═══ Material for this exercise ═══

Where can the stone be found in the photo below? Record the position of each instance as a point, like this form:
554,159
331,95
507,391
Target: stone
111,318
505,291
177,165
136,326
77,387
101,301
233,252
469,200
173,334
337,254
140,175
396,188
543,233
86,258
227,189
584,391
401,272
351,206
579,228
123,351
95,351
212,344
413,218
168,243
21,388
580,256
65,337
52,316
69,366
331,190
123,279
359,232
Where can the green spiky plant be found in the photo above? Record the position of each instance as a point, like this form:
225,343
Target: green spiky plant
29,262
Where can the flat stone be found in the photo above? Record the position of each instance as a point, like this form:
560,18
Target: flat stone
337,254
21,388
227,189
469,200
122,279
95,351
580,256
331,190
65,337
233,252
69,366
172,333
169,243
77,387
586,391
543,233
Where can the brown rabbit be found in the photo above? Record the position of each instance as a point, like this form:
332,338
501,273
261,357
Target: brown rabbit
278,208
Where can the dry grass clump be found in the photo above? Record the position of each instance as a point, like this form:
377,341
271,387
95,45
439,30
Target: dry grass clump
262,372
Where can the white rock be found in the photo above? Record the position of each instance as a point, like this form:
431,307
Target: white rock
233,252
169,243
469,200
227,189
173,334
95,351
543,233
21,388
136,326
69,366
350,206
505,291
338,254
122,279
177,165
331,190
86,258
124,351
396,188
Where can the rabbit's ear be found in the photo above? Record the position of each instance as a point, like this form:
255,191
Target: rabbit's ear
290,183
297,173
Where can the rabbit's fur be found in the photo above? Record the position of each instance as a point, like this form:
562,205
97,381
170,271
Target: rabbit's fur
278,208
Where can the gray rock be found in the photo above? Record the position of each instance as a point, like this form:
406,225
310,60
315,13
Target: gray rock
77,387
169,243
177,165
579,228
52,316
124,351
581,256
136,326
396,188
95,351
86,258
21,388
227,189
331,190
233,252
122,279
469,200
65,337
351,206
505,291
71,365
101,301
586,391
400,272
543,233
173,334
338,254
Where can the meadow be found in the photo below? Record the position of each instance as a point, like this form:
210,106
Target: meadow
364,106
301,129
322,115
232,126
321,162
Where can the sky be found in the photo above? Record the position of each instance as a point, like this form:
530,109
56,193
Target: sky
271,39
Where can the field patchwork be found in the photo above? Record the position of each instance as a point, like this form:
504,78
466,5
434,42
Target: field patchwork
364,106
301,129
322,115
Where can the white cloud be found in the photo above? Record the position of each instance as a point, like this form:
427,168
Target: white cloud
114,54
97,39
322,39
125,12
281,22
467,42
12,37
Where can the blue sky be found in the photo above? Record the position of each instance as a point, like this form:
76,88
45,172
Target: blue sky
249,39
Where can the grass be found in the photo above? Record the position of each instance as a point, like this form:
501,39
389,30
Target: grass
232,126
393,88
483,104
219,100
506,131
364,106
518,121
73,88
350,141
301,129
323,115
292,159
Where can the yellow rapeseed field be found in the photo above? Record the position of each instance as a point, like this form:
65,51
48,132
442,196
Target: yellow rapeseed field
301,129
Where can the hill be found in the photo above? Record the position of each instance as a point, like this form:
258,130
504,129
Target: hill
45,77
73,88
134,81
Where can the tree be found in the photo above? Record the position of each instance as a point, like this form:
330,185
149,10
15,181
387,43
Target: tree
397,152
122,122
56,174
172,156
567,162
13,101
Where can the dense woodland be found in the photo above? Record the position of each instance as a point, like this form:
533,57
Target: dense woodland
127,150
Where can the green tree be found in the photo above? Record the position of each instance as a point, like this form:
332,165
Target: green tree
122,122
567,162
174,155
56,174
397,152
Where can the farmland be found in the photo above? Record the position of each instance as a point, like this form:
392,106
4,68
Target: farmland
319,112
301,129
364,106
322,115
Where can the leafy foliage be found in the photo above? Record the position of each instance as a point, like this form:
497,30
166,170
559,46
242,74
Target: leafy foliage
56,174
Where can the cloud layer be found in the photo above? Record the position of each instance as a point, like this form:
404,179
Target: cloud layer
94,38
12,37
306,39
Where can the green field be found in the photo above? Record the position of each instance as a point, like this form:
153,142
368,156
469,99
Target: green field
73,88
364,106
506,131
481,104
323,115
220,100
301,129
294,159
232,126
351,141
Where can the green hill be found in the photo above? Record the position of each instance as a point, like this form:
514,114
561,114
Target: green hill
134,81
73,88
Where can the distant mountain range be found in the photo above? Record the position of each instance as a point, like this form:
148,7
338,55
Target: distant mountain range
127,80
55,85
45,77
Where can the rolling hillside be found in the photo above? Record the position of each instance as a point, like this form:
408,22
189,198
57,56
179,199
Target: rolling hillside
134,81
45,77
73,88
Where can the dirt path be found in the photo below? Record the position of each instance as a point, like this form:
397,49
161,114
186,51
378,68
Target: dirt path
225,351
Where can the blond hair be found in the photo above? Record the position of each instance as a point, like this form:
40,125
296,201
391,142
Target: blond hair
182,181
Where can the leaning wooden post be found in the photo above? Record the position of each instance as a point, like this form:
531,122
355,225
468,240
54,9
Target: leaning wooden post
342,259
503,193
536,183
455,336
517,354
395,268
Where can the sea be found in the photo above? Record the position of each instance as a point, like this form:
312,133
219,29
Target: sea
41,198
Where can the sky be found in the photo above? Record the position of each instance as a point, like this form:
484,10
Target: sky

═══

What is required → Copy the material above back out, exactly as written.

Answer for the task →
Where can the stone be found in the photo below? Record the position of each instance as a point, like this form:
554,159
331,95
507,391
Target: stone
111,318
505,291
177,165
136,326
77,387
101,301
233,252
469,200
173,334
337,254
140,175
396,188
543,233
86,258
227,189
584,391
401,272
351,206
579,228
123,351
95,351
212,344
413,218
168,243
21,388
580,256
65,337
52,316
69,366
331,190
123,279
359,232
Where can the green spiky plant be found in the photo above? Record the position of each instance as a point, like this form:
225,343
Target: green spiky plant
29,262
Where can the flat stone be found in the photo above? Record the position of each instance as a point, like this form:
560,18
Target: flat stone
337,254
21,388
227,189
469,200
122,279
95,351
580,256
331,190
65,337
233,252
69,366
172,333
169,243
77,387
586,391
543,233
Where can the brown rabbit be found in the photo above? Record the position of each instance as a point, like this form:
332,338
501,273
261,357
Target: brown rabbit
278,208
Where can the dry grass clump be found in the photo above? Record the position of each instance as a point, like this form:
377,341
271,387
95,45
439,30
Target: dry grass clump
262,372
Where can the white rock be found in the photo above? Record the position of each instance as a point, like this form:
431,307
Target: white rock
233,252
169,243
469,200
227,189
173,334
95,351
543,233
21,388
136,326
69,366
350,206
505,291
338,254
122,279
177,165
331,190
86,258
124,351
396,188
Where can the rabbit's ear be found in the photo above? Record the position of each instance as a point, like this form:
255,191
Target: rabbit's ear
290,183
297,173
Where can the rabbit's fur be found in the photo above? Record the position of each instance as a point, like this form:
562,205
97,381
170,271
Target: rabbit's fur
278,208
Where can the gray rock be found in the photo above? Record the position of each instance as a point, like this form:
406,225
310,60
315,13
Target: gray rock
77,387
169,243
177,165
579,228
52,316
124,351
581,256
136,326
396,188
95,351
86,258
21,388
227,189
331,190
233,252
122,279
469,200
65,337
351,206
505,291
71,365
101,301
586,391
400,272
543,233
173,334
338,254
Where can the meadow be found in the photo below? Record the position of each instance as a point, like this form:
210,106
Target: meadow
364,106
301,129
322,115
232,126
321,162
Where can the sky be found in the photo above? Record the position of each instance as a point, like this form:
530,109
56,193
Target: sky
271,39
Where can the field patchwork be found in the photo above? Record the position of each instance as a point, like this form:
504,78
466,5
434,42
Target: field patchwork
364,106
301,129
322,115
Where can the white cloud be found in the photo above? Record the position of each instance as a point, like this form:
427,168
Target: white cloud
114,54
97,39
322,39
125,12
281,22
467,42
12,37
Where can the blue sky be found in the photo above? Record the position of each instance as a point, like this form:
76,88
45,172
Target: blue sky
249,39
Where can the grass be found in the photo above? Record the position of each instance as a point, like this form:
501,39
389,30
Target: grass
232,126
393,88
483,104
219,100
506,131
364,106
518,121
73,88
350,141
301,129
323,115
292,159
Where can the yellow rapeseed field be found in the photo above? Record the position of each instance as a point, like this form:
65,51
48,132
442,196
Target: yellow rapeseed field
301,129
Where can the hill be found in the photo above? Record the position of each instance as a point, like this form:
258,130
504,129
Target: hill
45,77
73,88
134,81
Where can the tree be found in the photo above? Record the position of each instance as a point, like this form:
330,185
149,10
15,181
387,43
Target: tree
397,152
122,122
56,174
172,156
567,162
13,101
Where can the dense woodland be found in the photo above? Record the position of each instance as a point, like this form:
533,57
Target: dense woodland
127,150
Where can the green tree be found in the photo above? Record the position of each instance as a point, like this form:
332,165
Target: green tree
122,122
567,162
174,155
56,174
397,152
Where can the farmland be found in the photo above? Record the position of each instance as a point, like this form:
392,106
4,68
Target: farmland
319,112
301,129
364,106
322,115
Where can the leafy foliage be found in the photo above? Record the position of each instance as a point, like this form:
497,30
166,170
559,46
242,74
Target: leafy foliage
56,174
Where can the cloud layer be found in the photo above? Record the position of each instance as a point, like this form:
404,179
Target: cloud layer
94,38
12,37
306,39
Where can the green field be found in the photo above? Record the position of each instance as a point, like this form:
153,142
368,156
469,99
Target: green field
73,88
364,106
506,131
481,104
323,115
220,100
301,129
294,159
232,126
351,141
Where can the green hill be found in the photo above? Record the position of each instance as a point, like this form:
514,114
561,114
Target: green hill
134,81
73,88
Where can the distant mountain range be found in the photo above? Record the position of each instance as a point, like this form:
148,7
338,55
Target: distant mountain range
127,80
55,85
45,77
Where can the rolling hillside be found in the photo above? Record the position of each instance as a point, like this form:
408,22
189,198
57,56
179,199
Target: rolling hillside
134,81
45,77
73,88
Where can the dirt path be found in the photo below? Record the position of each instance as a point, like this form:
397,49
161,114
186,51
378,68
Target: dirt path
225,351
Where can the blond hair be found in the photo above? Record the position of each instance as a point, like this form:
40,125
296,201
391,142
Target: blond hair
182,181
Where can the leaning wooden post be found in the photo above? Record the position of each instance as a point, like this form:
531,122
355,225
468,240
54,9
Target: leaning wooden post
342,259
503,193
536,183
455,336
517,354
395,268
Where can the sea be found in the photo above? Record the position of each instance as a point, like this form:
312,133
219,29
Target: sea
41,198
Where can the sky be found in the photo above? Record the position of each instance as a point, like this form:
484,10
Target: sky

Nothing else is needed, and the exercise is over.